WHAT YOU NEED TO DO: Turn every line of the records below into a JSON list of strings, one string per line, with blank lines left out.

RECORDS SHOWN:
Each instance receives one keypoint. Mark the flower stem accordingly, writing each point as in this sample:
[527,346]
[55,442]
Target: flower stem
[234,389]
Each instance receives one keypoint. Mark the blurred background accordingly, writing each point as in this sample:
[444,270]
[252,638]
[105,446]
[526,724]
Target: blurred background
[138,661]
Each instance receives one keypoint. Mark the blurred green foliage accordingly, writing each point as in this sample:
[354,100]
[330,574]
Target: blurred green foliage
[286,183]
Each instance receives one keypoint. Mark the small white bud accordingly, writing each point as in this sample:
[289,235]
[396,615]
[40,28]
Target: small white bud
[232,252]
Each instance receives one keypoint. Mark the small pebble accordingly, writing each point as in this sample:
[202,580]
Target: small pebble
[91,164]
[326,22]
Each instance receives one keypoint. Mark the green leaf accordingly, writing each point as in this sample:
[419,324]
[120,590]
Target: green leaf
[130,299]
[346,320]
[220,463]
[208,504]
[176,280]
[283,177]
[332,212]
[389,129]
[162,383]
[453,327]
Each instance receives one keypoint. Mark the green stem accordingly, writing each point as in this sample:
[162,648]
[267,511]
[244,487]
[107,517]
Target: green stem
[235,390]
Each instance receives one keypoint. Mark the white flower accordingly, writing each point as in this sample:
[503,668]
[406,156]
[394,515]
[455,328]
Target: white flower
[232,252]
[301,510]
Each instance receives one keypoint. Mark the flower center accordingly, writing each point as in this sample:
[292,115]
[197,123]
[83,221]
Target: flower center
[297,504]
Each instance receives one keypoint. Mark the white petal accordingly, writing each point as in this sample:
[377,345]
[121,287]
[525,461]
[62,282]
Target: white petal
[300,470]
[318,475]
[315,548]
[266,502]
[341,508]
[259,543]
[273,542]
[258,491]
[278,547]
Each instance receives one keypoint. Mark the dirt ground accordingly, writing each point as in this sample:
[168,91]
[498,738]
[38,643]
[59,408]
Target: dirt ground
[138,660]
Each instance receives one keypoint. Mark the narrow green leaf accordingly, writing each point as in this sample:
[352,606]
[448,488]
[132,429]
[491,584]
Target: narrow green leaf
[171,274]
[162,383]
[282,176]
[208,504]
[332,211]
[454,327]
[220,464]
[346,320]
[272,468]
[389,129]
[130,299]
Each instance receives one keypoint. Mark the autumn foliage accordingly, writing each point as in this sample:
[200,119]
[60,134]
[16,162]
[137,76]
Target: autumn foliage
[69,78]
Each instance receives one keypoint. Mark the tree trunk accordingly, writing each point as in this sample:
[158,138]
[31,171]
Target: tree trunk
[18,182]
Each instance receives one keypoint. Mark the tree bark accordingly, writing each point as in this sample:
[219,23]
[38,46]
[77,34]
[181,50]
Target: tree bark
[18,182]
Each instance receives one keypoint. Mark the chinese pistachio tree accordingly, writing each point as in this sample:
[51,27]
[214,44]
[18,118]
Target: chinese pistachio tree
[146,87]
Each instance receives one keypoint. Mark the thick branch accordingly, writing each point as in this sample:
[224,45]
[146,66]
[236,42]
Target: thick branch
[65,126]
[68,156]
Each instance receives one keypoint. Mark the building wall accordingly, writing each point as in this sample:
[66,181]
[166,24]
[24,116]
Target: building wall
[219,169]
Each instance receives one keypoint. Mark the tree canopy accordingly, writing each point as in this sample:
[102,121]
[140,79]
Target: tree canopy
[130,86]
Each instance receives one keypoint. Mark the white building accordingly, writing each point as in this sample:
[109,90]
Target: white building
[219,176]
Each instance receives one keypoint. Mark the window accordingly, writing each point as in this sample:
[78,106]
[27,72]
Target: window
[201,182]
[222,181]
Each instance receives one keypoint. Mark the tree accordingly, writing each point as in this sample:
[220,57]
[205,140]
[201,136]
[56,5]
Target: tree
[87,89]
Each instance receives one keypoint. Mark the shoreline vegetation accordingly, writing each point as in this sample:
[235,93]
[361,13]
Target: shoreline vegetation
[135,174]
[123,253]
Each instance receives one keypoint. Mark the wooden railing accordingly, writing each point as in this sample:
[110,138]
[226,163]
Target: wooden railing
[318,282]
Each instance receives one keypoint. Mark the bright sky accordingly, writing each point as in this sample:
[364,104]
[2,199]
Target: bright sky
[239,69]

RESULT:
[
  "Each instance receives one keypoint. Mark the flower stem accordingly, writing each point as in this sample:",
  "[527,346]",
  "[55,442]",
  "Target: flower stem",
  "[234,389]",
  "Each instance receives one keypoint. Mark the blurred background accordingly, writing each point as in this sample:",
  "[444,270]",
  "[252,638]",
  "[105,446]",
  "[526,724]",
  "Target: blurred background",
  "[138,661]",
  "Each instance receives one keypoint. Mark the blurred green foliage accordingly, writing each point as in this sample:",
  "[354,100]",
  "[330,574]",
  "Target: blurred green foliage",
  "[286,183]",
  "Each instance receives one keypoint. Mark the small white bud accordingly, writing each point as in this sample:",
  "[289,235]",
  "[396,615]",
  "[40,28]",
  "Target: small white bud",
  "[232,252]",
  "Each instance receives one keypoint. Mark the small pebble accordingly, writing each point as in this sample:",
  "[202,580]",
  "Target: small pebble",
  "[91,164]",
  "[326,22]",
  "Each instance receives one keypoint. Mark the green leaf accordingly, writing each point as in this sample:",
  "[419,324]",
  "[120,590]",
  "Target: green leaf",
  "[130,299]",
  "[346,320]",
  "[220,463]",
  "[208,504]",
  "[176,280]",
  "[283,177]",
  "[332,212]",
  "[389,129]",
  "[162,383]",
  "[453,327]",
  "Each instance receives one keypoint. Mark the green stem accordingly, writing each point as in this sample:",
  "[162,648]",
  "[267,511]",
  "[244,487]",
  "[107,517]",
  "Target: green stem",
  "[235,390]",
  "Each instance receives one keypoint. Mark the white flower accordingly, writing each point as in this sample:",
  "[503,668]",
  "[406,156]",
  "[394,515]",
  "[455,328]",
  "Target: white flower",
  "[232,252]",
  "[301,510]",
  "Each instance receives one keypoint. Mark the flower center accordingly, writing each point as in this sample:",
  "[292,115]",
  "[197,123]",
  "[83,221]",
  "Target: flower center",
  "[297,504]",
  "Each instance receives one keypoint. Mark the white petal accordingly, writing each point as in this sample:",
  "[377,345]",
  "[121,287]",
  "[525,461]",
  "[62,282]",
  "Target: white petal",
  "[300,470]",
  "[318,475]",
  "[315,548]",
  "[266,502]",
  "[341,508]",
  "[259,543]",
  "[273,542]",
  "[258,491]",
  "[278,547]",
  "Each instance receives one keypoint. Mark the dirt ground accordingly, writing each point as in this sample:",
  "[168,91]",
  "[498,738]",
  "[38,643]",
  "[59,408]",
  "Target: dirt ground",
  "[138,660]",
  "Each instance receives one keypoint. Mark the narrow green leaf accordingly, writing each point as in this sample:",
  "[352,606]",
  "[448,488]",
  "[132,429]",
  "[491,584]",
  "Target: narrow green leaf",
  "[171,274]",
  "[162,383]",
  "[282,176]",
  "[208,504]",
  "[332,211]",
  "[454,327]",
  "[220,464]",
  "[346,320]",
  "[272,468]",
  "[389,129]",
  "[130,299]",
  "Each instance receives one keypoint. Mark the autumn foliage accordingly, writing each point as in this sample:",
  "[200,119]",
  "[60,134]",
  "[16,162]",
  "[137,76]",
  "Target: autumn foliage",
  "[69,78]",
  "Each instance receives one keypoint. Mark the tree trunk accordingly, writing each point as in this sample:",
  "[158,138]",
  "[31,171]",
  "Target: tree trunk",
  "[18,182]",
  "Each instance receives one keypoint. Mark the tree bark accordingly, writing each point as in this sample:",
  "[219,23]",
  "[38,46]",
  "[77,34]",
  "[181,50]",
  "Target: tree bark",
  "[18,182]",
  "Each instance receives one keypoint. Mark the chinese pistachio tree accordingly, writing each point as in this sample:",
  "[51,27]",
  "[214,44]",
  "[18,118]",
  "Target: chinese pistachio tree",
  "[146,87]",
  "Each instance receives one keypoint. Mark the thick branch accordingly, writing each point as in this sample:",
  "[224,45]",
  "[146,66]",
  "[236,42]",
  "Target: thick branch",
  "[65,126]",
  "[68,156]",
  "Each instance receives one keypoint. Mark the building wall accordingly, writing each point as in this sample:",
  "[66,181]",
  "[166,24]",
  "[24,116]",
  "Target: building wall",
  "[219,169]",
  "Each instance receives one keypoint. Mark the tree canopy accordingly, writing each point as in this sample:",
  "[102,121]",
  "[140,79]",
  "Target: tree canopy",
  "[130,86]",
  "Each instance receives one keypoint. Mark the white building accordingly, writing each point as in this sample:",
  "[109,90]",
  "Target: white building",
  "[219,176]",
  "Each instance receives one keypoint. Mark the window accordingly, writing each point as in this sample:",
  "[78,106]",
  "[27,72]",
  "Target: window",
  "[201,182]",
  "[222,181]",
  "Each instance receives one keypoint. Mark the tree accordingly, writing each point as in this sample:",
  "[220,57]",
  "[205,140]",
  "[201,136]",
  "[56,5]",
  "Target: tree",
  "[87,89]",
  "Each instance receives one keypoint. Mark the shoreline vegetation accordingly, writing each point as in this sample:",
  "[235,93]",
  "[361,13]",
  "Target: shoreline vegetation",
  "[135,174]",
  "[123,253]",
  "Each instance receives one keypoint. Mark the wooden railing accordingly, writing each point as in this sample:",
  "[110,138]",
  "[226,163]",
  "Target: wooden railing",
  "[318,282]",
  "Each instance receives one keypoint. Mark the bright sky accordingly, writing each point as in this sample:",
  "[364,104]",
  "[2,199]",
  "Target: bright sky",
  "[239,69]"
]